▶ _EINGABE_:

* * * * * * *

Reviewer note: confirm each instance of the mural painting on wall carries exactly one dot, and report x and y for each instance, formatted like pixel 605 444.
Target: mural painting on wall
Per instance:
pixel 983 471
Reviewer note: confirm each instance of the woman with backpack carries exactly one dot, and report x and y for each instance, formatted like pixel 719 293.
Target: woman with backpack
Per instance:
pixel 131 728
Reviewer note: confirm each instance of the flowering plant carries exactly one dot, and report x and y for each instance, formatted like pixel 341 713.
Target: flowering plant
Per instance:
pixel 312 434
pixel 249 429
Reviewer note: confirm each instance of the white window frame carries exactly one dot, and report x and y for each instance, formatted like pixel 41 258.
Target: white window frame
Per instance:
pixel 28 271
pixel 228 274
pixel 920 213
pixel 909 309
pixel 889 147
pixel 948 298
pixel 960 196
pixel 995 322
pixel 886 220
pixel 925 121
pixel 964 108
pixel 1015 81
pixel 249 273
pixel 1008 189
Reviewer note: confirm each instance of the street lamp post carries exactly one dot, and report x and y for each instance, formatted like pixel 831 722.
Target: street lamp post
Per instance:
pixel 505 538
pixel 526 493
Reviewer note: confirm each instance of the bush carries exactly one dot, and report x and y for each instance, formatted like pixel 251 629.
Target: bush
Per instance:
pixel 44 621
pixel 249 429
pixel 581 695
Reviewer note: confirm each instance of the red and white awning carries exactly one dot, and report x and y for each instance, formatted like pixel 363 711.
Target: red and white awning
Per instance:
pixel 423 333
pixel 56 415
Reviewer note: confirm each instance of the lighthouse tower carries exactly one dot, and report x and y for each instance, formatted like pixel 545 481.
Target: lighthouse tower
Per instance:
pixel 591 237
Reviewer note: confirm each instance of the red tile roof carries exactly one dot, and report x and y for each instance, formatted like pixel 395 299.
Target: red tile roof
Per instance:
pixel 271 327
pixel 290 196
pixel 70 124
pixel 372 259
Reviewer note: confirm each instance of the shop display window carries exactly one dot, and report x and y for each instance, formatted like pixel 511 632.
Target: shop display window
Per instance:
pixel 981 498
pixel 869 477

* * * * * * *

▶ _KURZE AUFGABE_:
Kannst du sämtliche Daten oben vollständig und Zeile für Zeile unverändert ausgeben?

▶ _MUSTERLÖSUNG_:
Reviewer note: confirm each instance of the mural painting on wall carries exactly one dot, and report x and y for each instance, formatted like pixel 605 444.
Target: mural painting on wall
Per instance:
pixel 983 471
Reviewer note: confirm each instance of the woman with backpack carries exactly one dot, and report x and y for each instance, formatted like pixel 719 293.
Target: woman with backpack
Per instance:
pixel 131 728
Reviewer note: confirm each instance of the flowering plant carries exactly one dot, and report x and y for each instance, formatted like pixel 341 713.
Target: flowering plant
Per instance:
pixel 312 434
pixel 249 429
Reviewer note: confirm each instance of the white window frame carries exactly one dot, and report x and y for each instance, formatted like pixel 41 258.
Target: white window frame
Per instance:
pixel 28 271
pixel 228 274
pixel 920 213
pixel 909 309
pixel 889 147
pixel 948 298
pixel 960 196
pixel 995 322
pixel 886 220
pixel 925 121
pixel 964 108
pixel 1015 81
pixel 249 273
pixel 1008 189
Reviewer note: confirm each instance of the street lamp post carries exactly one dot, and report x and y for each instance, formatted like pixel 831 722.
Target: street lamp post
Per instance:
pixel 505 538
pixel 526 493
Reviewer note: confirm each instance of the bush carries exactly one dot, and report x and y for each instance, formatted like pixel 251 629.
Target: bush
Per instance:
pixel 44 621
pixel 249 429
pixel 581 695
Reviewer note: confirm each instance of the red and white awning carries exactly one dot, and report x and y for each instance, formatted like pixel 363 711.
Target: red and white awning
Per instance:
pixel 423 333
pixel 56 415
Reviewer note: confirm each instance of the lighthouse tower carries exactly one dot, and report x and y for each instance, formatted like pixel 545 481.
Target: lighthouse tower
Per instance:
pixel 591 237
Reviewer note: confirm each instance of the red tile roof carries exactly one dot, and report x and y for each instance, formatted like pixel 395 299.
Target: red tile roof
Per instance:
pixel 271 327
pixel 290 196
pixel 70 124
pixel 372 259
Reviewer note: confirm each instance of the shop display window carries exactly one dot, and report x and y for each instance, formatted like pixel 511 632.
Target: shop display window
Per instance:
pixel 981 498
pixel 869 477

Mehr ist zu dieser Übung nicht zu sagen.